Since the debtors have asked for reconsideration, it may be appropriate to consider balloon payment plans in general and the reason Congress added § 1325(a)(5)(B)(iii)(I). In all but very rare instances, such plans are both illusory and speculative.
Before 2005, the court over the years confirmed hundreds, or maybe even thousands, of balloon payment Chapter 13 plans. The court doubts that even a dozen of these cases was actually performed. Debtors retained the absolute right to dismiss, and always exercised the right when a creditor or the Chapter 13 trustee demanded performance. In some cases, the debtors did refinance outside Chapter 13 so that at least the secured creditor was paid. In many cases, the promise to sell or refinance was conveniently forgotten. In the worst cases, tolerated in far too many jurisdictions, the debtors merely filed new Chapter 13 cases and asked for another four or five illusory years. This abuse was undoubtedly one of the reasons Congress enacted § 1325(a)(5)(B)(iii)(I).
In argument, debtor's counsel noted that the right to dismiss is less absolute than it used to be in light of In re Rosson , 545 F.3d 764 (9th Cir. 2008). Significantly, he did not argue that his clients' request for dismissal would be bad faith. The court is under no illusion that the debtors would actually perform their plan if it were to be confirmed.

### [What is required]
In the opinion excerpt above, which case did the debtors' counsel cite to argue that the right to dismiss is less absolute than before?

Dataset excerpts

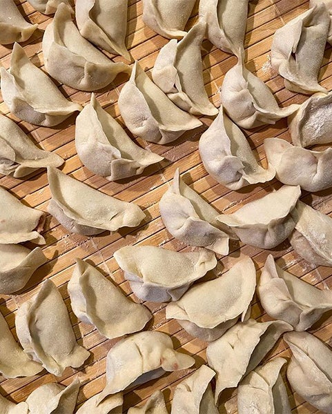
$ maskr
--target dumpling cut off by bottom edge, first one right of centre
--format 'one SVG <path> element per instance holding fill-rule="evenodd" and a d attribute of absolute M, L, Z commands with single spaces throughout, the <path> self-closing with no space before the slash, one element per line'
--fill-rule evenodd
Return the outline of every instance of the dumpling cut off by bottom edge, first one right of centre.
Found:
<path fill-rule="evenodd" d="M 215 371 L 202 365 L 176 386 L 170 414 L 219 414 L 213 402 L 211 380 Z"/>

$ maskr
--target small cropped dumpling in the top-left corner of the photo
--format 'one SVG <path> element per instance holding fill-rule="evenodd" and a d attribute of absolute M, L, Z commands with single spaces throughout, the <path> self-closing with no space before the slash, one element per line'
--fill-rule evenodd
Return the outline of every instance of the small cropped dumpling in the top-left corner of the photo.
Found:
<path fill-rule="evenodd" d="M 37 29 L 37 24 L 30 24 L 23 19 L 13 0 L 1 0 L 0 9 L 0 44 L 9 45 L 15 41 L 26 41 Z"/>

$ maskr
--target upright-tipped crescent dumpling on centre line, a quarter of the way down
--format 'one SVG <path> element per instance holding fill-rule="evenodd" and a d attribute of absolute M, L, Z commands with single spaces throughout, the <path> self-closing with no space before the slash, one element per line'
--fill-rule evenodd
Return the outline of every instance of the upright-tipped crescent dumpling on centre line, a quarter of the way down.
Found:
<path fill-rule="evenodd" d="M 121 89 L 118 104 L 130 132 L 156 144 L 168 144 L 185 131 L 202 125 L 170 101 L 137 61 Z"/>

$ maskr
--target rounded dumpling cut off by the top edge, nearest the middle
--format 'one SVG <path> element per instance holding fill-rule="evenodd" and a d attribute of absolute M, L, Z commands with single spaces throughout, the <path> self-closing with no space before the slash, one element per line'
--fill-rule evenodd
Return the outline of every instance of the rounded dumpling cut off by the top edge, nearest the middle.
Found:
<path fill-rule="evenodd" d="M 168 39 L 184 37 L 184 26 L 191 16 L 196 0 L 143 0 L 143 21 L 146 26 Z"/>

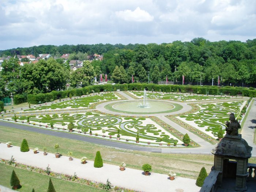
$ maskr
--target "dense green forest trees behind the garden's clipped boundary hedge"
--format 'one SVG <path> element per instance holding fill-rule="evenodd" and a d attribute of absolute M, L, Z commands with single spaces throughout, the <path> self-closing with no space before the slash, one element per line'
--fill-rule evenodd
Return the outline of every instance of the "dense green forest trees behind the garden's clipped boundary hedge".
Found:
<path fill-rule="evenodd" d="M 69 65 L 60 59 L 39 60 L 25 64 L 10 59 L 2 63 L 0 73 L 0 98 L 14 94 L 47 93 L 53 90 L 84 87 L 93 84 L 93 77 L 107 74 L 115 83 L 158 83 L 165 81 L 185 84 L 217 85 L 256 84 L 256 39 L 210 42 L 194 38 L 191 42 L 174 41 L 163 44 L 95 44 L 95 45 L 40 45 L 30 48 L 1 50 L 0 57 L 49 53 L 55 58 L 65 53 L 75 56 L 103 55 L 103 60 L 84 61 L 82 68 L 70 71 Z M 149 79 L 148 79 L 149 78 Z"/>

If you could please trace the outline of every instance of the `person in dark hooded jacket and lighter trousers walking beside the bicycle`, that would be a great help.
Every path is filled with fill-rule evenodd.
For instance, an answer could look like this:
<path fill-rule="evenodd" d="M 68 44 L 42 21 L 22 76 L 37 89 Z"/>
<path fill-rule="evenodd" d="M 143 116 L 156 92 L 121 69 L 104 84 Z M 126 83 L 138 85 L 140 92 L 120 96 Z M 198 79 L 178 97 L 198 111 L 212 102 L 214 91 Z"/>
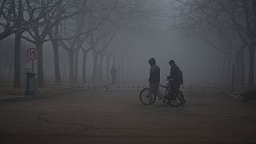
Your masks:
<path fill-rule="evenodd" d="M 160 82 L 160 68 L 156 64 L 154 58 L 150 58 L 149 60 L 150 64 L 150 90 L 149 90 L 149 98 L 150 103 L 149 106 L 153 106 L 153 94 L 156 94 L 159 98 L 162 99 L 162 102 L 164 103 L 164 106 L 166 105 L 166 98 L 162 95 L 162 93 L 159 90 L 159 82 Z"/>

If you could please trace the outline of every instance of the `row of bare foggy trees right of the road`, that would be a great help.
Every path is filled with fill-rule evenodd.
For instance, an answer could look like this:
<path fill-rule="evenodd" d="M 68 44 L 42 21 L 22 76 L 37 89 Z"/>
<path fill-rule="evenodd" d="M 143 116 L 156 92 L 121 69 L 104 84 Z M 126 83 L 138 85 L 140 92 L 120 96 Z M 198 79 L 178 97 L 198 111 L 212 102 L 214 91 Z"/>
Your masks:
<path fill-rule="evenodd" d="M 178 28 L 192 32 L 226 58 L 226 78 L 233 69 L 232 84 L 254 86 L 256 48 L 256 1 L 254 0 L 177 0 Z M 245 57 L 249 57 L 248 81 Z M 230 68 L 230 66 L 233 66 Z M 223 66 L 224 67 L 224 66 Z"/>

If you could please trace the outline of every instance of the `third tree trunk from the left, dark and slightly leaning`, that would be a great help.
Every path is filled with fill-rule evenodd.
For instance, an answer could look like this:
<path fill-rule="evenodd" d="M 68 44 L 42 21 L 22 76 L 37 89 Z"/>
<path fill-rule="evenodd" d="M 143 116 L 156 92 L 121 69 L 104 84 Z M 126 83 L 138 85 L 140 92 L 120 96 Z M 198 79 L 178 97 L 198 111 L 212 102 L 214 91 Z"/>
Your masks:
<path fill-rule="evenodd" d="M 52 35 L 50 38 L 53 38 Z M 55 83 L 61 83 L 62 78 L 61 78 L 61 72 L 59 69 L 59 56 L 58 56 L 58 41 L 52 40 L 51 41 L 53 48 L 54 48 L 54 74 L 55 74 Z"/>

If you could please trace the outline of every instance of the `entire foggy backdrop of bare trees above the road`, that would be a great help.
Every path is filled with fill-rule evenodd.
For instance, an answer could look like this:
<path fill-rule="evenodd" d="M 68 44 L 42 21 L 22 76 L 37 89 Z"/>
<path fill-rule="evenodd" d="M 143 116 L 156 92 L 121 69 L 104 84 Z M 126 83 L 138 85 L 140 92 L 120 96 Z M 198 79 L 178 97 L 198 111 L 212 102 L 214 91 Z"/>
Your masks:
<path fill-rule="evenodd" d="M 56 83 L 107 79 L 112 65 L 119 78 L 144 81 L 150 57 L 157 58 L 163 74 L 168 74 L 170 58 L 177 60 L 185 83 L 214 80 L 226 86 L 254 86 L 254 0 L 1 0 L 0 4 L 0 77 L 13 78 L 14 88 L 21 86 L 20 67 L 30 65 L 24 54 L 33 46 L 39 52 L 39 86 L 49 78 Z"/>

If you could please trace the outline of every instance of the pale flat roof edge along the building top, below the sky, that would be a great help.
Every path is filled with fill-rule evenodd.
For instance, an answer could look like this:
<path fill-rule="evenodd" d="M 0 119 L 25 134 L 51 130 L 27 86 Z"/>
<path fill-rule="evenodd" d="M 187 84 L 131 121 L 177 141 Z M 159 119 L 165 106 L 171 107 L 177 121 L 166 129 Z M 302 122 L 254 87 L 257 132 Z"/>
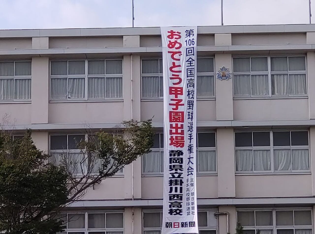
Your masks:
<path fill-rule="evenodd" d="M 315 32 L 315 24 L 198 26 L 198 34 Z M 0 38 L 160 35 L 159 27 L 0 30 Z"/>

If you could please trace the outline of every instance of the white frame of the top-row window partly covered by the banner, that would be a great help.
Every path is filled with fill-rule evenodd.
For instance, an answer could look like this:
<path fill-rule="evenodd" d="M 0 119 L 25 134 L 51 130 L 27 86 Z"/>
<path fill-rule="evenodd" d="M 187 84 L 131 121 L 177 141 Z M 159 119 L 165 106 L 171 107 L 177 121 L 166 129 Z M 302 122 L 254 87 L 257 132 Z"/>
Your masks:
<path fill-rule="evenodd" d="M 197 96 L 197 86 L 195 88 L 195 94 L 197 100 L 215 100 L 215 82 L 216 82 L 216 77 L 215 77 L 215 57 L 214 56 L 198 56 L 197 59 L 199 58 L 211 58 L 213 59 L 213 72 L 197 72 L 196 79 L 198 79 L 198 76 L 213 76 L 213 89 L 214 89 L 214 95 L 213 96 Z M 163 72 L 162 73 L 142 73 L 142 61 L 143 60 L 162 60 L 162 57 L 141 57 L 141 63 L 140 63 L 140 95 L 141 95 L 141 101 L 163 101 L 163 96 L 159 97 L 143 97 L 143 92 L 142 92 L 142 77 L 162 77 L 163 78 Z M 160 71 L 160 62 L 159 62 L 159 71 Z M 162 79 L 163 80 L 163 79 Z M 160 90 L 160 80 L 159 80 L 159 90 Z M 197 80 L 196 80 L 196 85 L 197 85 Z"/>

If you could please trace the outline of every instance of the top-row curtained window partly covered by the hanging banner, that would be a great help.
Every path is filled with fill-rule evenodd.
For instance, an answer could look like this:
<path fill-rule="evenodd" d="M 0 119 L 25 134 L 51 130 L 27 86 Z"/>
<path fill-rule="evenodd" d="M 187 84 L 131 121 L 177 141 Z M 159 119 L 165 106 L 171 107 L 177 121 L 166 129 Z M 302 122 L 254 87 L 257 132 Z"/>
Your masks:
<path fill-rule="evenodd" d="M 162 59 L 142 59 L 142 98 L 163 98 Z M 197 98 L 214 98 L 214 59 L 197 58 Z"/>

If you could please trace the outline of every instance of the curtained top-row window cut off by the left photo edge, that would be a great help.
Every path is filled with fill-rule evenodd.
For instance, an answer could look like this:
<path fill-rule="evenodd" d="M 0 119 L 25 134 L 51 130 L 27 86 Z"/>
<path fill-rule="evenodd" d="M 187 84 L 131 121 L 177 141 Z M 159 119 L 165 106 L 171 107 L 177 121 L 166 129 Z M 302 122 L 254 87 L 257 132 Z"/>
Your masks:
<path fill-rule="evenodd" d="M 0 101 L 31 100 L 31 61 L 0 62 Z"/>

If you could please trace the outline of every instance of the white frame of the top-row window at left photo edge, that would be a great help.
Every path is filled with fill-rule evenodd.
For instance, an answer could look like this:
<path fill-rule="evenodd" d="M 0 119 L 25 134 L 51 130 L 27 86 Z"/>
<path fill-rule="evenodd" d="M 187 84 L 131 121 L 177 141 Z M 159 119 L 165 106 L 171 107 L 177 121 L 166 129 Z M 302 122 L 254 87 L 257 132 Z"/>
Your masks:
<path fill-rule="evenodd" d="M 12 99 L 0 99 L 0 103 L 5 102 L 31 102 L 32 100 L 32 69 L 31 69 L 31 75 L 15 75 L 15 63 L 16 62 L 29 62 L 32 64 L 31 60 L 1 60 L 0 63 L 14 63 L 13 64 L 13 76 L 0 76 L 0 80 L 7 80 L 12 79 L 13 80 L 13 98 Z M 20 79 L 30 79 L 31 80 L 31 90 L 30 90 L 30 99 L 16 99 L 15 98 L 15 80 Z"/>

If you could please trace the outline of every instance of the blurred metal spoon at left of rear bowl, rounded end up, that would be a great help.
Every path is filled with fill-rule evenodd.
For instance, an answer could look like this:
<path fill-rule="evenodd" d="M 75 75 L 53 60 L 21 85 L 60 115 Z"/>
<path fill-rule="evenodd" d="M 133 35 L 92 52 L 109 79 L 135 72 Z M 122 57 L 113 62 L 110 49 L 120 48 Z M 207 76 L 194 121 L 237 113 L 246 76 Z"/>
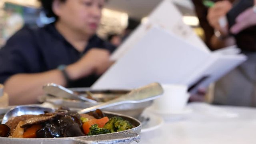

### [Answer for the task]
In re Rosson, 545 F.3d 764 (9th Cir. 2008).